**To do**: Output all the material that follows, exactly as given.

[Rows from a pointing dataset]
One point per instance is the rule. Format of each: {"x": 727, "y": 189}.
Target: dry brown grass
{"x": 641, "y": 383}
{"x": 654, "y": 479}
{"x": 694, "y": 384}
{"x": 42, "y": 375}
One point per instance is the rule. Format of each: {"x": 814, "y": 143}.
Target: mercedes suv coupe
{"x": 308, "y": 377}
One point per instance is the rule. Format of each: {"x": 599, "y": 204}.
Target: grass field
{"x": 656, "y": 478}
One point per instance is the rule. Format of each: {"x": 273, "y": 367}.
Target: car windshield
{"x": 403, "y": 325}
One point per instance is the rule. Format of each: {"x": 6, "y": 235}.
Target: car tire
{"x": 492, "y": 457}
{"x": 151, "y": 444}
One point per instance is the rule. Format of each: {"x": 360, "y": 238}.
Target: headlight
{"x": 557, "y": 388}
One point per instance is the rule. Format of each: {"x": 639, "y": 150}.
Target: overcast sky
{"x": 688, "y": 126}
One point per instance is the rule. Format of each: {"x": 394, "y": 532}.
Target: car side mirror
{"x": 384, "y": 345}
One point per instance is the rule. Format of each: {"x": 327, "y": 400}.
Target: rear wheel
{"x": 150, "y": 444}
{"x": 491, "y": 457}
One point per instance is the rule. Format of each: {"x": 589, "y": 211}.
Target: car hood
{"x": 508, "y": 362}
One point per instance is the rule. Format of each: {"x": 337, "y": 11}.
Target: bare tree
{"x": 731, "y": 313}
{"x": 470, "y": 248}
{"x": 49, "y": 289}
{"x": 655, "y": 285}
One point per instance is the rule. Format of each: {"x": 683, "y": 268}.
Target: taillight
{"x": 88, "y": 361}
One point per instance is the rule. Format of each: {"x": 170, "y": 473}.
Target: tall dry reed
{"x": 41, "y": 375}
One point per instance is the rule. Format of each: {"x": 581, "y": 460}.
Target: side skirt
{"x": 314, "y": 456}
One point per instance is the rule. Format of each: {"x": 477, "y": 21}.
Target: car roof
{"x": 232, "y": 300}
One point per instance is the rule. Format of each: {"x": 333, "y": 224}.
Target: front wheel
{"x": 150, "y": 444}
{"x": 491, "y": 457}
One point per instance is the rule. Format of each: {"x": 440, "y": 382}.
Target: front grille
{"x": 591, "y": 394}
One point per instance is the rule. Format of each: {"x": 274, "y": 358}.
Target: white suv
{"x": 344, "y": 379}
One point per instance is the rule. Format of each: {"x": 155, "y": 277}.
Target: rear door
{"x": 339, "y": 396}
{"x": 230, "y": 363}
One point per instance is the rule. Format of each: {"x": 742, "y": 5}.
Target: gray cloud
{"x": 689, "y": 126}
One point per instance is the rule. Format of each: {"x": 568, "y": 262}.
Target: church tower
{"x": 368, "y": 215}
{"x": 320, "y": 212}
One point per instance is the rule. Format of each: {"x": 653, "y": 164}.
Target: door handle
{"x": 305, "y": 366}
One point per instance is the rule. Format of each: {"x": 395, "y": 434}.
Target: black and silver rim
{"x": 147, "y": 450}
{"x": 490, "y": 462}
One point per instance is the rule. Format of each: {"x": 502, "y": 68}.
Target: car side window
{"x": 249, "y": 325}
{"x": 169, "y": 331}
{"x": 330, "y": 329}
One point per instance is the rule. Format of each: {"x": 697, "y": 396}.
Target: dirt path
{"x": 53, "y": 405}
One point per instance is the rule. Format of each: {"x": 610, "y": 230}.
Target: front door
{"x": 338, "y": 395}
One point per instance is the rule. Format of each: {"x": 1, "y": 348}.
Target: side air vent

**Exercise response**:
One point per instance is the rule. Format of each: {"x": 727, "y": 189}.
Target: dry brown grass
{"x": 641, "y": 383}
{"x": 654, "y": 479}
{"x": 694, "y": 384}
{"x": 42, "y": 375}
One point per instance is the rule. Format of each: {"x": 814, "y": 143}.
Target: mercedes suv coupe
{"x": 308, "y": 377}
One point per instance is the rule. Format of each: {"x": 599, "y": 204}.
Target: grass field
{"x": 656, "y": 478}
One point per instance is the rule. Format of each: {"x": 273, "y": 367}.
Target: car windshield
{"x": 403, "y": 325}
One point per instance is the rule. Format of each: {"x": 6, "y": 235}.
Target: car tire
{"x": 492, "y": 457}
{"x": 151, "y": 444}
One point per instance is the rule. Format of each: {"x": 360, "y": 238}.
Target: headlight
{"x": 557, "y": 388}
One point per instance is the rule. Format of each: {"x": 639, "y": 150}.
Target: overcast sky
{"x": 688, "y": 126}
One point per instance is the rule. Format of each: {"x": 394, "y": 532}.
Target: car side mirror
{"x": 384, "y": 345}
One point per instance is the rule. Format of each: {"x": 327, "y": 400}.
Target: rear wheel
{"x": 150, "y": 444}
{"x": 491, "y": 457}
One point per instance is the rule. Format of each: {"x": 589, "y": 211}.
Target: car hood
{"x": 508, "y": 362}
One point per instance is the rule. Format of each: {"x": 337, "y": 11}.
Target: bare tree
{"x": 731, "y": 313}
{"x": 470, "y": 248}
{"x": 49, "y": 289}
{"x": 655, "y": 285}
One point per instance is the rule. Format of each: {"x": 683, "y": 268}.
Target: taillight
{"x": 88, "y": 361}
One point per instance is the rule. Format of each: {"x": 170, "y": 473}.
Target: tall dry reed
{"x": 41, "y": 375}
One point per instance is the rule. Format of each: {"x": 581, "y": 460}.
Target: side skirt
{"x": 314, "y": 456}
One point per instance is the rule. Format of each: {"x": 477, "y": 21}.
Target: car roof
{"x": 232, "y": 300}
One point per instance is the rule. Format of each: {"x": 333, "y": 224}.
Target: front wheel
{"x": 150, "y": 444}
{"x": 491, "y": 457}
One point per instance is the rule. Format of each: {"x": 440, "y": 382}.
Target: front grille
{"x": 591, "y": 394}
One point per instance is the rule. Format of each: {"x": 274, "y": 358}.
Target: white suv
{"x": 344, "y": 379}
One point per instance is the rule. Format of each: {"x": 155, "y": 277}.
Target: rear door
{"x": 339, "y": 396}
{"x": 230, "y": 363}
One point per instance is the rule. Format of each: {"x": 742, "y": 5}.
Target: gray cloud
{"x": 689, "y": 126}
One point per instance is the rule. Format of each: {"x": 568, "y": 262}.
Target: church tower
{"x": 368, "y": 215}
{"x": 320, "y": 212}
One point per instance is the rule. Format of each: {"x": 653, "y": 164}.
Target: door handle
{"x": 305, "y": 366}
One point per instance is the rule. Format of each: {"x": 395, "y": 434}.
Target: black and silver rim
{"x": 147, "y": 450}
{"x": 490, "y": 462}
One point per instance is the rule. Format of each: {"x": 502, "y": 68}.
Target: car side window
{"x": 249, "y": 325}
{"x": 169, "y": 331}
{"x": 330, "y": 329}
One point per instance is the rule. Format of each: {"x": 697, "y": 396}.
Target: dirt path
{"x": 53, "y": 405}
One point per instance is the rule. Format of each: {"x": 610, "y": 230}.
Target: front door
{"x": 338, "y": 395}
One point per instance is the rule. Format of each: {"x": 1, "y": 348}.
Target: side air vent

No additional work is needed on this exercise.